[RECORDS TO PROCESS start]
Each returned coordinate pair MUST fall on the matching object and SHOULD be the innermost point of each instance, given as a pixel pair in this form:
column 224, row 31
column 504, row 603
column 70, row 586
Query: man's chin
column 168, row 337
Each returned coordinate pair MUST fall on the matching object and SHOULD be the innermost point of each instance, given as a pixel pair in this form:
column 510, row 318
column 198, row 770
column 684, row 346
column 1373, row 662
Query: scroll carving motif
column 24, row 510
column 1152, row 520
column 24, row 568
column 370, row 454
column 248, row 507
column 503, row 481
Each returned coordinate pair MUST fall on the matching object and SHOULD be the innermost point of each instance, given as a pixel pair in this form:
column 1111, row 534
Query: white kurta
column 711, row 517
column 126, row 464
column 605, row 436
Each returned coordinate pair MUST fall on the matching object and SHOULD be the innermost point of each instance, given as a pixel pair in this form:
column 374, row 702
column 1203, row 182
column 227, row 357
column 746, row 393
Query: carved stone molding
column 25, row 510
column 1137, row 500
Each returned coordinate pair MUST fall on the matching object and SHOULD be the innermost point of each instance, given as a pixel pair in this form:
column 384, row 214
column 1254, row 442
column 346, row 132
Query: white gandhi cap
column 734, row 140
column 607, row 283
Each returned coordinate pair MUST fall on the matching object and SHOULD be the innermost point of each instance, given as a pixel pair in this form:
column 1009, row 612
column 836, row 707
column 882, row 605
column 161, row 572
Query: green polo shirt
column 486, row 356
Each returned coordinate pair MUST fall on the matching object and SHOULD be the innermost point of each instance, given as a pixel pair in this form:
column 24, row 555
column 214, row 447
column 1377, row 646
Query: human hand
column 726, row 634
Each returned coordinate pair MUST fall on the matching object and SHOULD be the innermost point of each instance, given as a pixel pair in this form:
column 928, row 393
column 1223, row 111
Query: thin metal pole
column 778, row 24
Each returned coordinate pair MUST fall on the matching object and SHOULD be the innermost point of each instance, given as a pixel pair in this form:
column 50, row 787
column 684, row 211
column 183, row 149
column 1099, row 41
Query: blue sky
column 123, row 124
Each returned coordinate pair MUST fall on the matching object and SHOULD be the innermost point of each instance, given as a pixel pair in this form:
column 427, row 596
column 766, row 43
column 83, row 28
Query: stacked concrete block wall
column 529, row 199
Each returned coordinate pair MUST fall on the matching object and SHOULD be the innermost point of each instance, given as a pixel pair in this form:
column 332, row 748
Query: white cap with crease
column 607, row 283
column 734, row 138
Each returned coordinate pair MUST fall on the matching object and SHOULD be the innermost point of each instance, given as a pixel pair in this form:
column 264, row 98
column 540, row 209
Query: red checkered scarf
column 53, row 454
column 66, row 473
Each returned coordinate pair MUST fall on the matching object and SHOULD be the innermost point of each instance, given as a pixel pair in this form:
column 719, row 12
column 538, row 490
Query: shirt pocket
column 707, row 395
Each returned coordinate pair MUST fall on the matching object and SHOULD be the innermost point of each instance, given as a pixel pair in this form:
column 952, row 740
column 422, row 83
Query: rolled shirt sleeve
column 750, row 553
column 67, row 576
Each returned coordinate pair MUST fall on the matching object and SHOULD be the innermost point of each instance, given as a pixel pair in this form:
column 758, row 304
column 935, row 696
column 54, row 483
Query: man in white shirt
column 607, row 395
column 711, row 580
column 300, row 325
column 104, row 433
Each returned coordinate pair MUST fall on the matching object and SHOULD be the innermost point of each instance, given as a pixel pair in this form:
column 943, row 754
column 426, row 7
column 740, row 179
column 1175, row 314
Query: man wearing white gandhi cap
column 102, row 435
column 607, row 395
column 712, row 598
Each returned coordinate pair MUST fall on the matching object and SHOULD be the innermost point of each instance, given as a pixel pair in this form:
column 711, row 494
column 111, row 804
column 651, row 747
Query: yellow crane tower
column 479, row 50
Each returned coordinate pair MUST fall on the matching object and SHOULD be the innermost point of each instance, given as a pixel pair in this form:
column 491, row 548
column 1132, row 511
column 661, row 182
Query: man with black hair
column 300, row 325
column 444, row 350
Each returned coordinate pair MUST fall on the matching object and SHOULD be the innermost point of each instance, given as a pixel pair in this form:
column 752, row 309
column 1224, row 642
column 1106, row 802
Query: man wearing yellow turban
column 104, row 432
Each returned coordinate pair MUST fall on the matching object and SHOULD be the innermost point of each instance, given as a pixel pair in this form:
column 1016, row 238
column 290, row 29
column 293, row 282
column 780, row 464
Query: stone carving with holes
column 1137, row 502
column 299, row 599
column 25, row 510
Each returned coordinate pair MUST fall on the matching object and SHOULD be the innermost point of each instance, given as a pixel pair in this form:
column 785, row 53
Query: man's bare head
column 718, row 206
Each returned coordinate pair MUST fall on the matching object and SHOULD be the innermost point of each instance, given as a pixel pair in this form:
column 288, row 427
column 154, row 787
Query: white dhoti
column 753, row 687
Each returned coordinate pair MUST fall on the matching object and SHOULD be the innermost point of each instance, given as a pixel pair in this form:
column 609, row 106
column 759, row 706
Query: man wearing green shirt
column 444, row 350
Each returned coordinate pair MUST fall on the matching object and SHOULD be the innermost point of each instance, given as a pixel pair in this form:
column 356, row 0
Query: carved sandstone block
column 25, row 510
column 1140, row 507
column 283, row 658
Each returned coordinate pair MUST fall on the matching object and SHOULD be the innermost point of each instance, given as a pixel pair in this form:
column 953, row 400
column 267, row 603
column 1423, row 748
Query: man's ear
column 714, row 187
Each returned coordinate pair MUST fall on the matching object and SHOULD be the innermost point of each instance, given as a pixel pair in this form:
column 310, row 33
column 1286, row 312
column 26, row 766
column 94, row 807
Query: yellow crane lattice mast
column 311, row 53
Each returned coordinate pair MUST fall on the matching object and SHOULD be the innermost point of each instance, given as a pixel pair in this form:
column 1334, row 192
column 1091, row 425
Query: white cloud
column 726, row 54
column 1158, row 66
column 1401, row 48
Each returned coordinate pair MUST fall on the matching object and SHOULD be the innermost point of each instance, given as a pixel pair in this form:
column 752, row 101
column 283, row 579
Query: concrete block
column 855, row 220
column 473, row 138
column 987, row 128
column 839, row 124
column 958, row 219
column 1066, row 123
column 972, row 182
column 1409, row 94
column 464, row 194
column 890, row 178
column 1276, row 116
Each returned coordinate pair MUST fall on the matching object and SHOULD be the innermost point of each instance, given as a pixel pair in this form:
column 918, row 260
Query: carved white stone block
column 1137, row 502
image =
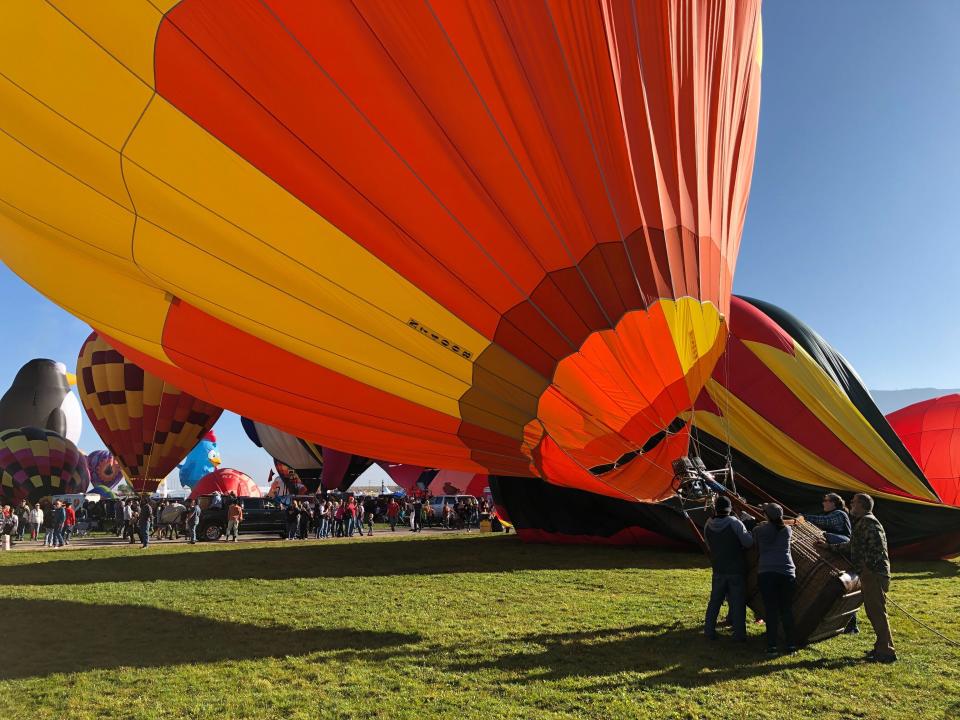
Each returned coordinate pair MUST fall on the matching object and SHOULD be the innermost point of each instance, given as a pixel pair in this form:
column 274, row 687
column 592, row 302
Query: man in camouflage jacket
column 867, row 551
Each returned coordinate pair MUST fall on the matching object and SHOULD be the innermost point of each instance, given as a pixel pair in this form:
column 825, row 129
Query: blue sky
column 850, row 219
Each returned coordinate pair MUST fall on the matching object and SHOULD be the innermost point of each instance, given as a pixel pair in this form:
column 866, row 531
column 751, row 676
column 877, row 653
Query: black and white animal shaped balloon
column 41, row 397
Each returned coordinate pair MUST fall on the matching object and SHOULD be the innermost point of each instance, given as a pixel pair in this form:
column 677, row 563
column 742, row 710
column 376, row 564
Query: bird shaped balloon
column 202, row 460
column 40, row 396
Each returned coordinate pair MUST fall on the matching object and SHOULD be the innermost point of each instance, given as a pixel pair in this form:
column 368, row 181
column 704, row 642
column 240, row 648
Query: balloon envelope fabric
column 931, row 432
column 226, row 480
column 148, row 424
column 486, row 236
column 35, row 463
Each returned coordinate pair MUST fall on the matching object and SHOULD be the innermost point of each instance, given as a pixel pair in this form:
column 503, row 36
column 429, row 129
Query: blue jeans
column 733, row 589
column 776, row 589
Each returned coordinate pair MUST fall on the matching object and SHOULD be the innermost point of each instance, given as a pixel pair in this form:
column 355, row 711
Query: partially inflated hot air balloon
column 148, row 424
column 35, row 463
column 487, row 236
column 226, row 480
column 930, row 430
column 791, row 417
column 315, row 467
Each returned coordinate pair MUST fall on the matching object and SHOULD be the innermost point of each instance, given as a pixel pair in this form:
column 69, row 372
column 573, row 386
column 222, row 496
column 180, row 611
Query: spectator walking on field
column 234, row 518
column 393, row 511
column 69, row 523
column 192, row 521
column 23, row 516
column 776, row 576
column 59, row 519
column 36, row 521
column 144, row 522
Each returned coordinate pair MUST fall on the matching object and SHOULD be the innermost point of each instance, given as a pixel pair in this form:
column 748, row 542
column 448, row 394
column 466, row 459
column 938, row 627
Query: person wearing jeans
column 192, row 521
column 59, row 519
column 726, row 538
column 776, row 576
column 234, row 517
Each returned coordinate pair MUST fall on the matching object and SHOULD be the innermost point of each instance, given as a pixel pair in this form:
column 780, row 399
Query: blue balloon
column 202, row 460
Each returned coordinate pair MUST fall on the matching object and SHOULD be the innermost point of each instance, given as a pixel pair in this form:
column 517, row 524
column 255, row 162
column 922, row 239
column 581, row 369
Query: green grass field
column 455, row 626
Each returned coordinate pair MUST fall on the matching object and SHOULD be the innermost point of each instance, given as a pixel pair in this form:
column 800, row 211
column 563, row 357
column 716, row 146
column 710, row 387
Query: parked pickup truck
column 260, row 515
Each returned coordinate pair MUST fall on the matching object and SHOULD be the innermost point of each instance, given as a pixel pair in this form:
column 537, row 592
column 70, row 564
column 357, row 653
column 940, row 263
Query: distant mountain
column 890, row 400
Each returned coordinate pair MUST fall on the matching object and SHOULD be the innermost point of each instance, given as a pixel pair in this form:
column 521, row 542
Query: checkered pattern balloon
column 36, row 463
column 148, row 424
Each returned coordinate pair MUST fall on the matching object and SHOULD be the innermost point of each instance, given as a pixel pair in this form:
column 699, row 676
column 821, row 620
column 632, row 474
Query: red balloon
column 931, row 432
column 226, row 480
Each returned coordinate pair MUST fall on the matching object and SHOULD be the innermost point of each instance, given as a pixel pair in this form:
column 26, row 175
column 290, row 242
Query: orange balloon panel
column 462, row 235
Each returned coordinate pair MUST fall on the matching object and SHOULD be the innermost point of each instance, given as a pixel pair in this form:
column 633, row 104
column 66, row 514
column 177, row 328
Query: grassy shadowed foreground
column 457, row 626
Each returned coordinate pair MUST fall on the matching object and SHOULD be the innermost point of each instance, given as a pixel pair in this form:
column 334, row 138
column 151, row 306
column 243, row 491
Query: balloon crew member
column 867, row 551
column 835, row 523
column 776, row 576
column 144, row 521
column 727, row 538
column 234, row 518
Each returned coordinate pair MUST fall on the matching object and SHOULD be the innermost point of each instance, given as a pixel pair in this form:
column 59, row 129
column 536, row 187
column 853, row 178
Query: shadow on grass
column 677, row 656
column 77, row 637
column 355, row 559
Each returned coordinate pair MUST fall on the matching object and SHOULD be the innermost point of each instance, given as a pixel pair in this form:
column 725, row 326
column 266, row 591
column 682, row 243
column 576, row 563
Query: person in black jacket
column 726, row 538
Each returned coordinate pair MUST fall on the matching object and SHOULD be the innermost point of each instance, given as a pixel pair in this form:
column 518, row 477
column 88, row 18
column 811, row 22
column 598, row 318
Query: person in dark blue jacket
column 776, row 576
column 726, row 538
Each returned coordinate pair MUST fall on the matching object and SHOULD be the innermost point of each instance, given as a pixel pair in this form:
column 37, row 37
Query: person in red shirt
column 68, row 525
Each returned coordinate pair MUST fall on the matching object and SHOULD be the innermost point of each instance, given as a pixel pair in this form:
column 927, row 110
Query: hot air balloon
column 148, row 424
column 314, row 466
column 452, row 482
column 40, row 397
column 104, row 469
column 792, row 418
column 226, row 480
column 930, row 430
column 35, row 463
column 201, row 461
column 489, row 237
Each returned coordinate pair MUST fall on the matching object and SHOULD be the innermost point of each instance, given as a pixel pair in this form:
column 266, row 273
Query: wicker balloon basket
column 827, row 593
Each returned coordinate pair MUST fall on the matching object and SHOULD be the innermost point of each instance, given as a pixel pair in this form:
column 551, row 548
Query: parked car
column 260, row 515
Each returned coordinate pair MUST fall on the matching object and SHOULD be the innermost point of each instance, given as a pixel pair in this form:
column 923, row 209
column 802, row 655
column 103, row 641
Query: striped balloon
column 493, row 237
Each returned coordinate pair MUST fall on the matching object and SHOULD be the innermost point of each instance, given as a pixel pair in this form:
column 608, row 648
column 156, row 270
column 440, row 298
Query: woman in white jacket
column 36, row 521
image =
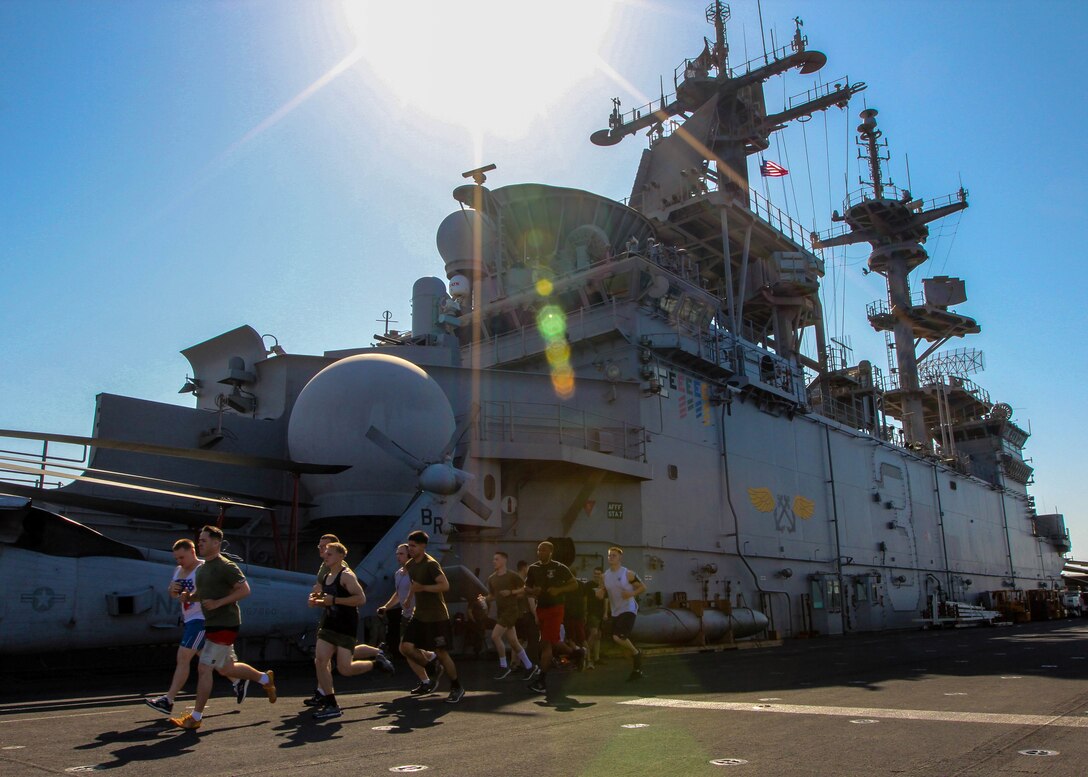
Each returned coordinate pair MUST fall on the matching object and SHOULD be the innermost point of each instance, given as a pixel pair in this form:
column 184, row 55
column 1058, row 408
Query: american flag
column 773, row 170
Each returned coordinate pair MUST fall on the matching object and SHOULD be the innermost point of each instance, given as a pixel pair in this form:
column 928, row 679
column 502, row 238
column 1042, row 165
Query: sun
column 494, row 66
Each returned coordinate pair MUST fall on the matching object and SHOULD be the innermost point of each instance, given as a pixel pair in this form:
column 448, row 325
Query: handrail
column 510, row 420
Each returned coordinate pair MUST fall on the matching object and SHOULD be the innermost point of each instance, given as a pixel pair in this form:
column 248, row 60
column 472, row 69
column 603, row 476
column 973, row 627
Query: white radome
column 330, row 420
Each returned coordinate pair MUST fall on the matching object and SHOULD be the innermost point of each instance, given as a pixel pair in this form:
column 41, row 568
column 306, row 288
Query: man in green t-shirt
column 220, row 584
column 505, row 588
column 430, row 627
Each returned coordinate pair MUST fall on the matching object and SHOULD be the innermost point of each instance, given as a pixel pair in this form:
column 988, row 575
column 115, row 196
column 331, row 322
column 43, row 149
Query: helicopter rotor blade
column 462, row 428
column 198, row 454
column 122, row 507
column 381, row 440
column 131, row 486
column 271, row 502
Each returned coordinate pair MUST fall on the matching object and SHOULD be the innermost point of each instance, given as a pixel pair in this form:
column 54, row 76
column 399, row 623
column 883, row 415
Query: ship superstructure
column 601, row 372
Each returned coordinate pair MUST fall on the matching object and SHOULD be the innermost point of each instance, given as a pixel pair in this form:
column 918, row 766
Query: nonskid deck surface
column 965, row 701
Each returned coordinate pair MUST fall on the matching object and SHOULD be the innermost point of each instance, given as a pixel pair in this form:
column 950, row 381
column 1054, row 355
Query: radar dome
column 456, row 245
column 329, row 424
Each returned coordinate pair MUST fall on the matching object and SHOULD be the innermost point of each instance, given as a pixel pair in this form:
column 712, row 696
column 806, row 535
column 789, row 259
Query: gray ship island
column 652, row 373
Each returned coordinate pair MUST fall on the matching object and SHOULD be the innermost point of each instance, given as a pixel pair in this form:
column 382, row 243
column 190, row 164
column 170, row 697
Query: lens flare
column 552, row 322
column 558, row 353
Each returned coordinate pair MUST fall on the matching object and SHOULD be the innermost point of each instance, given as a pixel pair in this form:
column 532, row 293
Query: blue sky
column 172, row 170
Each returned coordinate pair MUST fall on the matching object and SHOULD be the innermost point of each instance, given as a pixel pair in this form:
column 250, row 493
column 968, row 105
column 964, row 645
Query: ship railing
column 41, row 460
column 756, row 62
column 692, row 68
column 946, row 382
column 530, row 422
column 882, row 307
column 823, row 90
column 892, row 192
column 777, row 218
column 637, row 113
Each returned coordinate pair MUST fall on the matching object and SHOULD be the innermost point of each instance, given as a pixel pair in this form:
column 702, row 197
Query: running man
column 621, row 586
column 505, row 588
column 362, row 652
column 548, row 581
column 341, row 596
column 185, row 554
column 528, row 632
column 402, row 594
column 317, row 700
column 430, row 627
column 220, row 586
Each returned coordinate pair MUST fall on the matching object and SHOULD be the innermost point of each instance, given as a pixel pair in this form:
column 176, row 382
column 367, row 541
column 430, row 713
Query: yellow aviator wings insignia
column 762, row 500
column 803, row 507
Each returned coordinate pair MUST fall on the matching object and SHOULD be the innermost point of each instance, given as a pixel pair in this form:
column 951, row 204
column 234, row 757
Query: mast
column 895, row 225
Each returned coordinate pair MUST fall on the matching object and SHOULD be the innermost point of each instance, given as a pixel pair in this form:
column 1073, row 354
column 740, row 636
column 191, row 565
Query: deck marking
column 54, row 717
column 950, row 716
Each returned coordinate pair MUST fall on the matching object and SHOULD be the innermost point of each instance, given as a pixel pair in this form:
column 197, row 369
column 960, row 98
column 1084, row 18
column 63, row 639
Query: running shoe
column 186, row 720
column 162, row 704
column 326, row 712
column 384, row 664
column 270, row 687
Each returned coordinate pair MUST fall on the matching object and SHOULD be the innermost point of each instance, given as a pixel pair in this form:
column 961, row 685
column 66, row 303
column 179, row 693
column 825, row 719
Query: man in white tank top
column 403, row 595
column 621, row 587
column 185, row 554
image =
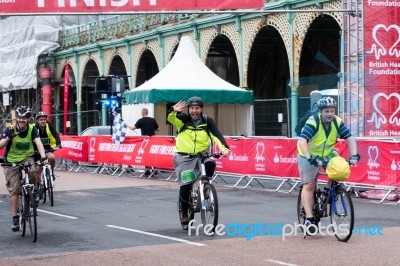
[RECORDS TO PROCESS end]
Please update the items from the start through the line with "column 605, row 436" by changing "Query" to "Search" and keeping everything else the same.

● **THE COMPLETED TASK**:
Each returned coordinate pair MUST fall on the matching object and SHOULD be the innermost point of each instance, given as a pixel pair in this form:
column 224, row 31
column 504, row 603
column 70, row 586
Search: man's chin
column 168, row 337
Each returned coordinate pair MUST fall on the matching object and SHOULD be the innermost point of each instance, given as a pixel pair in this form:
column 510, row 318
column 198, row 770
column 684, row 346
column 1373, row 662
Search: scroll carving motif
column 24, row 510
column 1152, row 520
column 24, row 568
column 370, row 454
column 248, row 507
column 503, row 481
Each returned coordinate pair MUST fall on the matching object and SHOULD be the innermost point of each instance, given as a pixel pair in this form:
column 1111, row 534
Search: white kurta
column 711, row 517
column 126, row 464
column 605, row 436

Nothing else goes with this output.